--- START OF Excerpt provided ---
Trade analysis and tips for trading the British pound

The test of the 1.2905 level occurred when the MACD had already moved significantly below the zero line, which limited the pair's downward potential. For this reason, I did not sell the pound. A second test of 1.2905, while the MACD was in oversold territory, triggered Scenario #2 for buying, which resulted in the pair gaining more than 50 points.

The absence of economic data from the UK allowed the pound to rise, continuing the Asian correction that followed yesterday's sell-off. Investors likely saw this as a buying opportunity, as the market was oversold after a recent string of negative news from the U.S. Additionally, the lack of UK data left the currency market awaiting new drivers, which favored speculative pound buying.
--- END OF Excerpt provided ---
--- START OF Records shown ---
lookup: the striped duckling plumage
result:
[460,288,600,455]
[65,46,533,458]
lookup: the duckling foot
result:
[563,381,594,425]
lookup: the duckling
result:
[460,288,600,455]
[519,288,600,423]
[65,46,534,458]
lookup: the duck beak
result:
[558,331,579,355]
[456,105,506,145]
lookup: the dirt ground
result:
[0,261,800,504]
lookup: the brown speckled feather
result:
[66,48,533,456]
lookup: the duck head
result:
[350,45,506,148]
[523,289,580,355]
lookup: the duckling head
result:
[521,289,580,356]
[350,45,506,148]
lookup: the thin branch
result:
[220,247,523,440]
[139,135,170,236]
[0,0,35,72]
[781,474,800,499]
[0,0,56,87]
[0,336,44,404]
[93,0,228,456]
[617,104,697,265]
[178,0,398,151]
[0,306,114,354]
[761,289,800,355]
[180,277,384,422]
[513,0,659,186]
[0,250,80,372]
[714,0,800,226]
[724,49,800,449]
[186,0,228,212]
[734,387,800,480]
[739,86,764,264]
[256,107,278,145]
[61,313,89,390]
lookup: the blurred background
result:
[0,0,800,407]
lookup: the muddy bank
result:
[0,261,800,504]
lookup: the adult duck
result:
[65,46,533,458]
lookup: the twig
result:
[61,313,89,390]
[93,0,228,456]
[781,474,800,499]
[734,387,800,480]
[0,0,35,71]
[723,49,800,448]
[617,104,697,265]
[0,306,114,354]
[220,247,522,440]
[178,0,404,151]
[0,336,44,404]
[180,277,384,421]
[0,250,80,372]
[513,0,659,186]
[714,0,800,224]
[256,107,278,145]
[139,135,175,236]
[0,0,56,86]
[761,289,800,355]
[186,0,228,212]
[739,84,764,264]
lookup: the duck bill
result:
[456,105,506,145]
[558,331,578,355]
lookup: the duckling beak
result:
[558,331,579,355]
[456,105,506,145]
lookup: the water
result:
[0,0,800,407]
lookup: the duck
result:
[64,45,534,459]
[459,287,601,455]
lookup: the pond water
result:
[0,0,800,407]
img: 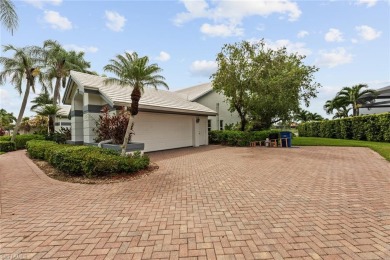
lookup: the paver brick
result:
[0,146,390,259]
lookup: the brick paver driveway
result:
[0,146,390,259]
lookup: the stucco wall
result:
[195,91,240,130]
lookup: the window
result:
[219,120,223,130]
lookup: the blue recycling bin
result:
[280,131,292,147]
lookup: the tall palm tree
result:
[104,52,168,155]
[37,104,60,134]
[43,40,91,105]
[335,84,376,116]
[0,0,18,34]
[30,91,53,111]
[0,108,16,130]
[333,106,351,119]
[0,45,40,141]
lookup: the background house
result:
[63,71,216,152]
[359,86,390,115]
[54,105,71,131]
[176,83,241,131]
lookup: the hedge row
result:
[298,113,390,142]
[0,141,16,153]
[0,134,45,150]
[209,130,279,146]
[27,140,149,178]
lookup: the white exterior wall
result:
[194,90,240,130]
[54,117,71,131]
[132,112,208,152]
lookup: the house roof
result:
[57,105,71,117]
[176,82,213,101]
[63,71,216,115]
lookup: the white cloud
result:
[44,11,72,30]
[355,25,382,41]
[200,23,244,37]
[155,51,171,61]
[297,31,309,39]
[64,44,99,53]
[316,47,353,68]
[325,28,344,42]
[174,0,302,37]
[357,0,378,7]
[190,60,218,77]
[105,11,126,32]
[24,0,62,8]
[258,39,312,56]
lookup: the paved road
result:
[0,146,390,259]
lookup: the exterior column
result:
[83,93,102,143]
[192,116,200,147]
[70,94,83,144]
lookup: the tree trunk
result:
[11,80,30,142]
[53,77,61,105]
[130,87,141,116]
[49,115,55,135]
[121,112,134,156]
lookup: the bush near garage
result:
[0,141,16,153]
[27,141,150,178]
[209,130,279,146]
[298,113,390,142]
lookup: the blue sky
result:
[0,0,390,116]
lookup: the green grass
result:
[292,137,390,161]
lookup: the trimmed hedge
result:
[27,140,150,178]
[298,113,390,142]
[209,130,280,146]
[0,134,45,150]
[0,141,16,153]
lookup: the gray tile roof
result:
[68,71,216,115]
[176,83,213,101]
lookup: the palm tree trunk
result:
[121,113,134,156]
[11,80,30,142]
[53,77,61,105]
[49,115,55,135]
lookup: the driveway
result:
[0,146,390,259]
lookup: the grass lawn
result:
[292,137,390,161]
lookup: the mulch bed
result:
[31,156,159,184]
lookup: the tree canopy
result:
[211,40,321,130]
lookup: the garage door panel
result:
[132,113,192,152]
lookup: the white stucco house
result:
[62,71,216,152]
[54,105,71,131]
[176,83,241,131]
[359,86,390,115]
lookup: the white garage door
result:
[132,112,193,152]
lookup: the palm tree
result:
[0,108,16,130]
[43,40,91,105]
[104,52,168,155]
[0,45,40,141]
[307,112,324,121]
[335,84,376,116]
[37,104,60,134]
[30,91,53,111]
[0,0,18,34]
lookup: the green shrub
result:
[209,130,279,146]
[15,134,45,150]
[0,141,16,153]
[27,140,150,177]
[298,113,390,142]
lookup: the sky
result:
[0,0,390,117]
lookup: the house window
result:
[219,120,223,130]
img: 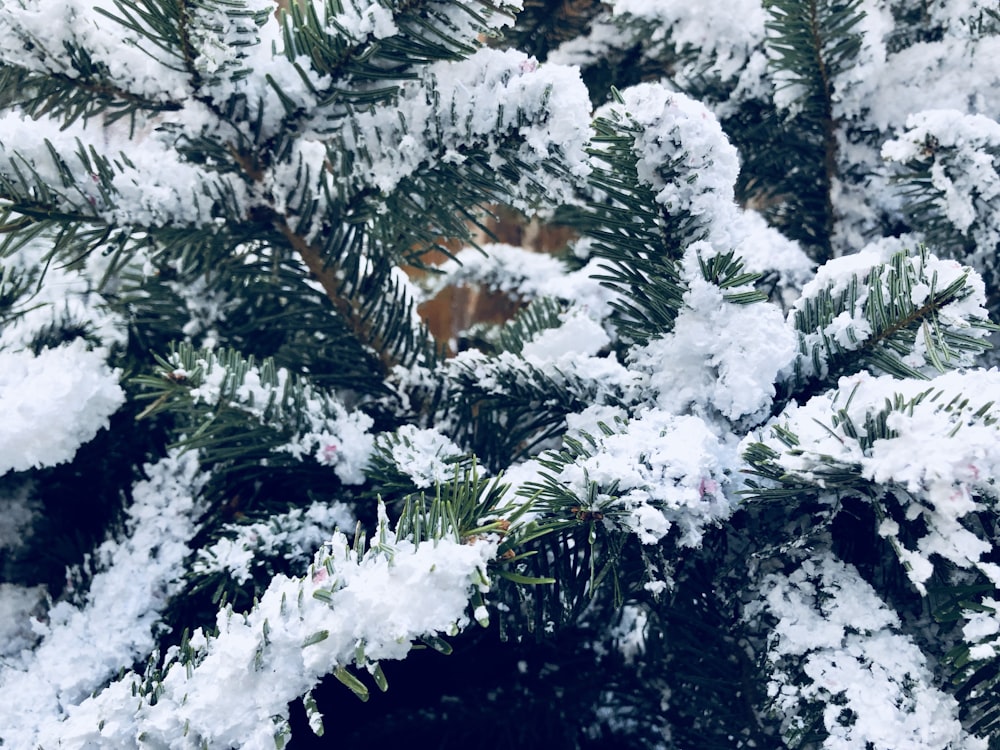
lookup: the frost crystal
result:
[0,339,125,475]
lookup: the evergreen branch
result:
[790,248,996,396]
[0,62,181,130]
[136,343,372,484]
[571,112,701,344]
[446,351,622,470]
[767,0,864,264]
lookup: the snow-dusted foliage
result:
[0,452,207,747]
[0,0,1000,750]
[746,557,987,750]
[39,508,496,750]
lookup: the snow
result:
[752,369,1000,592]
[629,243,797,422]
[0,452,207,747]
[382,425,465,489]
[40,508,497,750]
[170,352,374,484]
[788,238,989,384]
[746,555,987,750]
[611,0,767,81]
[520,406,735,547]
[0,339,125,476]
[335,49,590,208]
[191,501,356,584]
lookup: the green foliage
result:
[573,101,688,343]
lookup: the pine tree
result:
[0,0,1000,750]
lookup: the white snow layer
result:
[752,369,1000,591]
[0,339,125,475]
[39,515,497,750]
[746,555,987,750]
[0,453,206,748]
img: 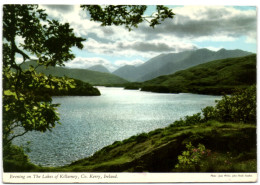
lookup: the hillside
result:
[113,49,252,82]
[113,65,138,81]
[20,61,127,85]
[88,65,110,73]
[3,86,257,172]
[141,55,256,94]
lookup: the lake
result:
[13,87,221,166]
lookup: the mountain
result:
[113,65,137,81]
[113,49,252,82]
[88,65,110,73]
[140,54,256,94]
[22,61,128,85]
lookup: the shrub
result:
[202,85,256,123]
[216,85,256,123]
[175,142,211,171]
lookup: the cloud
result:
[33,5,257,70]
[139,6,257,41]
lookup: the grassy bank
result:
[4,86,257,172]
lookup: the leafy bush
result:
[173,113,203,127]
[175,142,211,171]
[202,85,256,123]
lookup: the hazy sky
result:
[18,5,257,71]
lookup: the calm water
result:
[14,87,220,166]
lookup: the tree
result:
[3,5,174,147]
[3,5,85,146]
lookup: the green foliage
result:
[170,113,203,127]
[3,145,38,172]
[175,142,211,171]
[140,55,256,95]
[3,5,85,149]
[202,85,256,123]
[81,5,174,31]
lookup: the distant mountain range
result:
[88,65,110,73]
[113,49,253,82]
[140,54,256,94]
[22,61,128,85]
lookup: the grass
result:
[4,121,256,172]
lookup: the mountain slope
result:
[88,65,110,73]
[23,61,127,85]
[114,49,252,82]
[113,65,138,81]
[142,55,256,94]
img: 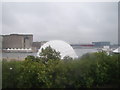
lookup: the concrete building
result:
[32,42,41,52]
[92,42,110,47]
[2,34,33,49]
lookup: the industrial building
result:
[92,41,110,47]
[2,34,47,52]
[2,34,33,49]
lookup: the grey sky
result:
[2,2,118,43]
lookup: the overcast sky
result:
[2,2,118,43]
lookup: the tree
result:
[40,46,61,62]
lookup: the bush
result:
[2,48,120,88]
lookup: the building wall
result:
[2,34,33,49]
[92,42,110,46]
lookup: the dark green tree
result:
[40,46,61,62]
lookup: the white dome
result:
[37,40,78,59]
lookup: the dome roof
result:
[37,40,78,59]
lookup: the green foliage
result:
[2,50,120,88]
[40,46,60,62]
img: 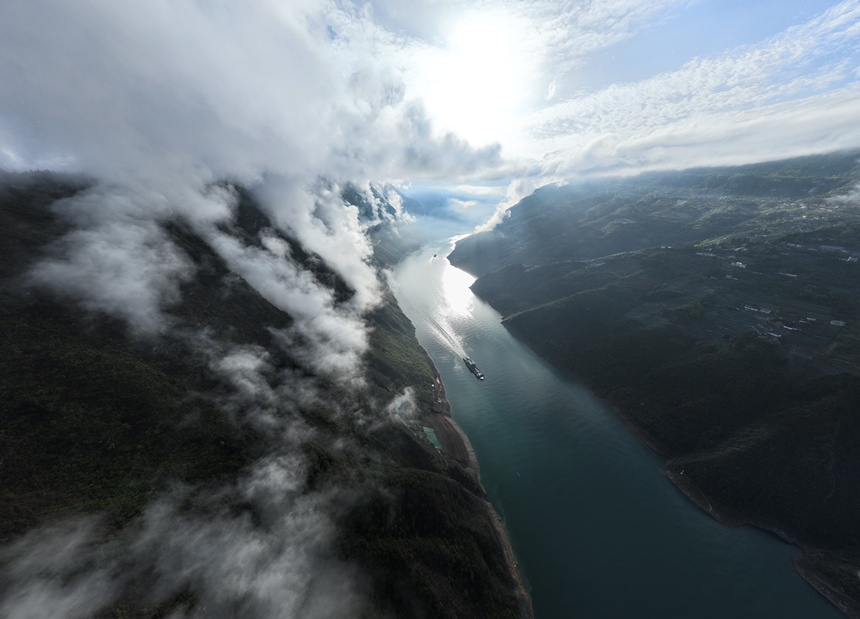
--- END OF Records shown ---
§ Objective
Continue the British pound trading analysis at the top of the page, starting right after its last sentence.

§ Reply
Now investors' attention is focused on a series of key macroeconomic indicators from the U.S. Special emphasis will be placed on GDP change data for Q4, the Core Personal Consumption Expenditures (PCE) Index, and the number of initial jobless claims. The GDP report will provide insight into the resilience of the U.S. economy amid ongoing challenges such as inflation and high interest rates. The PCE Index, being one of the key inflation indicators, will also draw significant attention. Its dynamics will help assess the effectiveness of the Federal Reserve's efforts to contain price growth. If the index declines, the dollar may also weaken.

Finally, the jobless claims data will offer a snapshot of the labor market. An increase in claims could indicate deteriorating economic conditions and heightened recession risks.

As for the intraday strategy, I will primarily rely on the execution of Scenarios #1 and #2.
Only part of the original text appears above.